---------- Source records ----------

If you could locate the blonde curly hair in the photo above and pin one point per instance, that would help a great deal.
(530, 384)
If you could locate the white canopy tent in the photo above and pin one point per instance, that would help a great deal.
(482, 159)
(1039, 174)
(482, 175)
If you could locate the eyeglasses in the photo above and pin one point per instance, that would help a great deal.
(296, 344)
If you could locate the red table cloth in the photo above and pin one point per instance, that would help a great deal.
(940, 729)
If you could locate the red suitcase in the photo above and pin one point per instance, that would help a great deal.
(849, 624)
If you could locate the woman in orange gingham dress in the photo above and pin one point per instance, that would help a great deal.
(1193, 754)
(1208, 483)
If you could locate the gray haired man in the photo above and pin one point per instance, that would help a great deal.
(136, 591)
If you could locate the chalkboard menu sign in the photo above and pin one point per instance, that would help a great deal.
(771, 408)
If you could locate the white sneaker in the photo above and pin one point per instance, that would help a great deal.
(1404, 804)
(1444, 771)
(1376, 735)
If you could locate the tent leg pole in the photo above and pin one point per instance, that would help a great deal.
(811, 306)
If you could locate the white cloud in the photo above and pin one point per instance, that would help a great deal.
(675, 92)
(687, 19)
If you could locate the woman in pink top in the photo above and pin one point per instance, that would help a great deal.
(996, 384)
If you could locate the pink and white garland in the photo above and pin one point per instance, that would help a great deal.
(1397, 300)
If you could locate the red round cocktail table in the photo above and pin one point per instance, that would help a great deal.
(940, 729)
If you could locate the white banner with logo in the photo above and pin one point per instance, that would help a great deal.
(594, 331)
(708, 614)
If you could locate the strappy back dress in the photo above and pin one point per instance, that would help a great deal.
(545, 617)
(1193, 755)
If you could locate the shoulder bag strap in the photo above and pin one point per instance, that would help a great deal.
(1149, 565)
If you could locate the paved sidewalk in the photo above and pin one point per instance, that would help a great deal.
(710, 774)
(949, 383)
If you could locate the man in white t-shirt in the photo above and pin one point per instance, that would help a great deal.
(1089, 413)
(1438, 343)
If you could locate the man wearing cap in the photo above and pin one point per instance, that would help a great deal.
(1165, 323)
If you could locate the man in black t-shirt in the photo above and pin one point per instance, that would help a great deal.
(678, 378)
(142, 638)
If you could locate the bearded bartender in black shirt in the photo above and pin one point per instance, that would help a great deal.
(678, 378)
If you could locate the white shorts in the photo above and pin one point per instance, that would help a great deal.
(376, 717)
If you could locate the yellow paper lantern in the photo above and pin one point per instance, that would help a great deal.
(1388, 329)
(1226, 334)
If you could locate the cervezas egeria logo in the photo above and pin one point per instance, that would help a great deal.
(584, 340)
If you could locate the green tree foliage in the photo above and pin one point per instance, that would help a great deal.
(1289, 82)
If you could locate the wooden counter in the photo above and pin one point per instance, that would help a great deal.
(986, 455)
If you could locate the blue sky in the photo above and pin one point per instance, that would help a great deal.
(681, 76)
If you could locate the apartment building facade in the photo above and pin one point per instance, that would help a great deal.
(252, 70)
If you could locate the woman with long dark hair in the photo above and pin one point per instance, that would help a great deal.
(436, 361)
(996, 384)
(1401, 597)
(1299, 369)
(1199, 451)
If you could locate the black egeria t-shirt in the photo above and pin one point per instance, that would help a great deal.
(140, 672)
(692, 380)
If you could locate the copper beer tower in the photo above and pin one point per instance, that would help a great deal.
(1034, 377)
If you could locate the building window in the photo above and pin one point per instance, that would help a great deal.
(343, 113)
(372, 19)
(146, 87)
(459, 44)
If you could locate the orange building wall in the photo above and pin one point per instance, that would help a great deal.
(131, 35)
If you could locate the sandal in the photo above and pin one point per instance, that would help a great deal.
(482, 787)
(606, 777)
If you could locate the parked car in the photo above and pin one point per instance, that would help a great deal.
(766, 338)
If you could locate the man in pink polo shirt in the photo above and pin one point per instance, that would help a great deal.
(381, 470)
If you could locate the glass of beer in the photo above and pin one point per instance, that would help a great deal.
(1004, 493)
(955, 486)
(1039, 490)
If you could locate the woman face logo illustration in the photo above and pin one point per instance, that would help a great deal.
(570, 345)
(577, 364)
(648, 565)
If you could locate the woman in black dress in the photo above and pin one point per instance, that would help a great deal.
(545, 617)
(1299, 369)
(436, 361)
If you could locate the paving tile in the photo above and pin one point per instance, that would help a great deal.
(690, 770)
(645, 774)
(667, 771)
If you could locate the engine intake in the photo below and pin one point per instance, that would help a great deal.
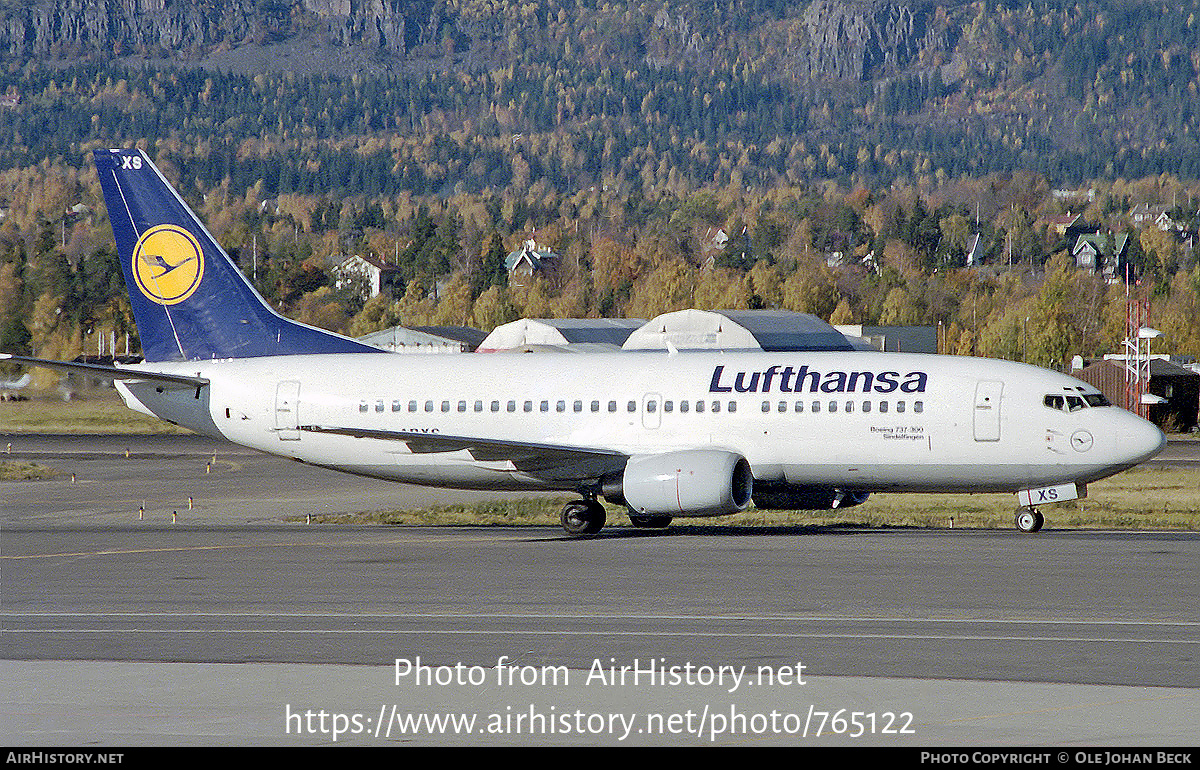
(688, 482)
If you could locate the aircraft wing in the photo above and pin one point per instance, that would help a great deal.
(525, 456)
(112, 372)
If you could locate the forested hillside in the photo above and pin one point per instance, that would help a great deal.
(851, 149)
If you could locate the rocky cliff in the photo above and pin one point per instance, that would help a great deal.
(862, 40)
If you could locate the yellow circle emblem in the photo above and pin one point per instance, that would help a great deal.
(168, 264)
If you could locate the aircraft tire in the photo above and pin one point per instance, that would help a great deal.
(582, 517)
(1029, 519)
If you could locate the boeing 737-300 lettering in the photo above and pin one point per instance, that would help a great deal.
(664, 433)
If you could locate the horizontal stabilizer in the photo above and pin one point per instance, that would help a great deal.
(111, 372)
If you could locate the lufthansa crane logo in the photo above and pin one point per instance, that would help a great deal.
(168, 264)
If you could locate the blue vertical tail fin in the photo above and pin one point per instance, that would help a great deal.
(190, 300)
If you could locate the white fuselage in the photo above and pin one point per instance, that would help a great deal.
(863, 421)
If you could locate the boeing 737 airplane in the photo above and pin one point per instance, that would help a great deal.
(665, 433)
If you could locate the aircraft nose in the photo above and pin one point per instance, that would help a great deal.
(1140, 439)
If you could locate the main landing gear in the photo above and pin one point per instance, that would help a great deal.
(583, 517)
(1029, 518)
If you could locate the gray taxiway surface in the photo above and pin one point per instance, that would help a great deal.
(233, 627)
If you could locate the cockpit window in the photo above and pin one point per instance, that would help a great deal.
(1074, 403)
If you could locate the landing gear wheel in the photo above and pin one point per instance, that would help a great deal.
(1029, 519)
(582, 517)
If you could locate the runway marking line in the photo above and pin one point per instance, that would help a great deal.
(235, 546)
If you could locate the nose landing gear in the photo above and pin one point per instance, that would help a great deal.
(583, 517)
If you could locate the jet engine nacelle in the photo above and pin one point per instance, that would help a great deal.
(785, 497)
(688, 482)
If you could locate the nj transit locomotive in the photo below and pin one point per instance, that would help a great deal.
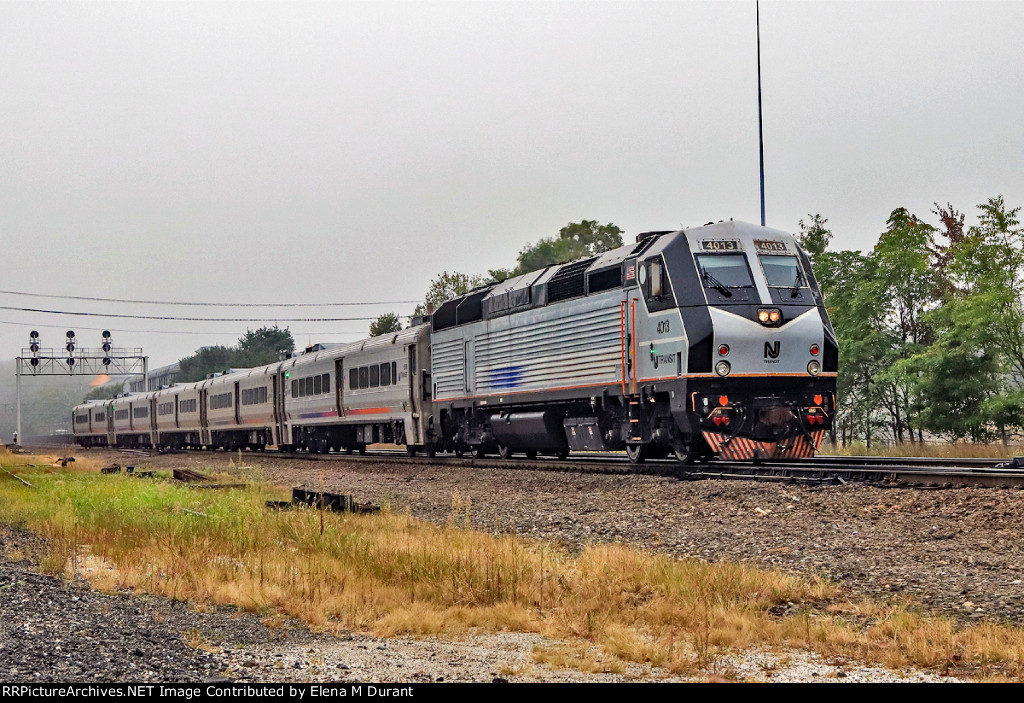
(712, 341)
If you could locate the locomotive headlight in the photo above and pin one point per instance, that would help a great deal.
(770, 317)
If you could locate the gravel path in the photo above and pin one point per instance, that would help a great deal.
(941, 547)
(55, 631)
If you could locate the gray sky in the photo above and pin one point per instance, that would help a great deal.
(350, 151)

----------

== Written problem ==
Print the records above exactly as they stand, but leave out the pictures.

== Correct result ==
If you could locate the blonde curly hair in the photo above and pin one point per instance, that would help a great deal.
(530, 384)
If you could locate the white canopy tent in the photo above and pin one point per instance, that would help a great deal.
(482, 159)
(1039, 174)
(482, 175)
If you could locate the eyeglasses in the photo above and pin one point per instance, that would help a great deal.
(296, 344)
If you could locate the red table cloth in the photo above and pin one point per instance, that would help a great deal.
(940, 729)
If you could locate the red suitcase in the photo above and pin one point per instance, that would help a great deal.
(849, 624)
If you could locate the woman in orange gingham dress in the photo above and pin one point per instance, that would help a great deal.
(1193, 754)
(1208, 483)
If you could locate the gray haired man in the photo above and pin one point per instance, that would help a great deal.
(136, 591)
If you could locate the chalkboard menu sign in the photo above and pin one point per instance, that would help a great deal.
(771, 408)
If you could locate the white sneaker in the photo above and pin one point per instance, that would help a great deal.
(1404, 804)
(1444, 771)
(1376, 735)
If you could locate the tent leg pole in the photo above and pin one point per instance, that would help a great deal.
(811, 306)
If you could locate the white cloud in the photo above and pin one point per instance, that would help a great deal.
(675, 92)
(687, 19)
If you could locate the woman in pink top in the photo above and pin one point per instance, that would help a great deal.
(996, 384)
If you could locate the pink and white garland in the photo above and pin one point per instance, that would help a great deal.
(1397, 300)
If you could locate the red round cocktail table in the photo above and pin one point per instance, that would help a great deal.
(940, 729)
If you could locate the white banner with logo in the photo above and pin one point per instance, that would help a great deal.
(594, 331)
(708, 614)
If you could locate the strappy back dress in the photo above and pin one point per instance, that would help a great deal.
(545, 617)
(1193, 755)
If you could locate the shoulder bag strap in the photo above and pin one point per instance, that would help a great deal.
(1149, 565)
If you could locate the paved sidewalk in the photo above and pin one point per instance, that would help a great deal.
(710, 774)
(949, 383)
If you could locate the man in white t-shirt in the photo above and pin one point per instance, that would help a great deal.
(1089, 413)
(1438, 343)
If you could locate the man wearing cap in the photo above and pin one point per instance, that would help a great deal.
(1165, 323)
If you could locate the man in black t-shirt in the photo above and pin one point per instance, that would help a great deal.
(678, 378)
(142, 638)
If you could locate the bearded bartender in black shirt in the photo above and pin one point per instance, that would help a great deal.
(678, 378)
If you could locate the white shorts in the photo above and pin one point per instance, that would help a great deal.
(376, 717)
If you could locate the yellow paper lantern in the photo above and pin one point per instance, that would help a great deal.
(1388, 329)
(1226, 334)
If you could locate the cervezas egeria logo in the photo above and pin one point per instance, that would help a great deal.
(584, 340)
If you could locate the green tree foliage in the photo above and pin one point per instance, that would help a great deal.
(1289, 82)
If you could locate the wooden counter in the photo above and pin one point per instance, that would help a great deal.
(986, 455)
If you could locate the blue sky in the photo above and pin one point per instance, that would help a great deal.
(681, 76)
If you could locate the apartment building facade in the photo above and pin one point per instance, that would help a great deal.
(252, 70)
If you could locate the woman with long dark hair in the photo above and pin one point per instance, that would help a great deal.
(436, 361)
(996, 384)
(1401, 597)
(1299, 369)
(1199, 451)
If you could locate the black egeria t-shirt in the photo above and pin one point per instance, that would help a great deal.
(140, 672)
(692, 380)
If you could locate the copper beer tower in the photo above and pin one point per instance, that would help a great deal.
(1034, 377)
If you could locate the building window in the photo above and pin one point per instance, that would help a great deal.
(343, 113)
(372, 19)
(146, 87)
(459, 44)
If you could locate the orange building wall in the photo above and pin one point per instance, that would help a great deal.
(131, 35)
If you could locate the sandal in the photo above and pin one point per instance, that would help a great deal.
(482, 787)
(606, 777)
If you could locate the parked car in the photo above and pin one point per instance, that would help a great deal.
(766, 338)
If you could locate the man in pink polo shirt in the photo above and pin one point per instance, that would help a great deal.
(381, 470)
If you could locate the glass of beer in the photo above and pin one point per instance, that would help a great deal.
(1004, 493)
(955, 486)
(1039, 490)
If you could locate the woman face logo illustration in the photo above and pin one point per instance, that would help a great deal.
(570, 345)
(577, 364)
(648, 565)
If you could locate the woman in black dress in the photo above and pin one point per instance, that would help a great deal.
(545, 617)
(1299, 369)
(436, 361)
If you could locate the paving tile in the photo above and pin one point per instance, that would help a great deal.
(690, 770)
(645, 774)
(667, 771)
If you could locate the engine intake in the photo below and pin one point per instance, that would help a great deal.
(688, 482)
If you could locate the aircraft wing in the photo above and pin one point per instance, that would help a great deal.
(525, 456)
(112, 372)
If you could locate the forested hillside in the photo above and pin one point per instance, that would help a great deal.
(851, 149)
If you could locate the rocky cliff in the photo above and pin one point per instance, that would help a great deal.
(862, 40)
If you could locate the yellow circle emblem in the photo above and pin one point per instance, that would help a great deal.
(168, 264)
If you could locate the aircraft tire in the photo above and pin one point per instance, that would help a great deal.
(582, 517)
(1029, 519)
If you could locate the boeing 737-300 lettering in the photo above and pin one point per instance, that would help a great deal.
(664, 433)
If you could locate the horizontal stabilizer in the photo above and pin one point per instance, that would help a great deal.
(111, 372)
If you could locate the lufthansa crane logo in the photo above and pin one point per instance, that would help a great deal.
(168, 264)
If you could locate the blue vertical tail fin in the photo above and pin one point per instance, that would help a great deal.
(190, 300)
If you could locate the white fuselage in the photo above and pin one point per instance, that would help a great deal.
(863, 421)
If you could locate the boeing 737 airplane in the photo above and pin one point per instance, that would help a great deal.
(665, 433)
If you could locate the aircraft nose in the photo above and pin one point per instance, that would help a great deal.
(1140, 439)
If you could locate the main landing gear in the photo above and pin one point per instance, that would help a great deal.
(583, 517)
(1029, 518)
If you could locate the gray taxiway surface in the photo above and pin one point per instance, that would help a great deal.
(233, 627)
If you could locate the cockpit window in the photo above and pin one point per instance, that would help a great deal.
(1074, 403)
If you could locate the landing gear wheel in the photo above and pin one point per instance, that would help a great deal.
(1029, 519)
(582, 517)
If you could locate the runway marking line in the photo above and pin one point per instance, that would help a great deal.
(235, 546)
If you could locate the nose landing gear in the photo above and pin one point per instance, that would help a great deal.
(583, 517)
If you could locate the jet engine nacelle in the photo above and pin one point per instance, that would help a great deal.
(785, 497)
(688, 482)
If you could locate the nj transit locomotive in the photo below and pin one point per instance, that would help a great deal.
(712, 341)
If you could locate the locomotive headlight in the photo above and pin one point per instance, that would help a great deal.
(770, 317)
If you could locate the gravel path in the photo above and pin one point per instance, that would help a great deal.
(941, 547)
(55, 631)
If you could locate the gray sky in the photo above and pin one point per instance, that would help a great deal.
(350, 151)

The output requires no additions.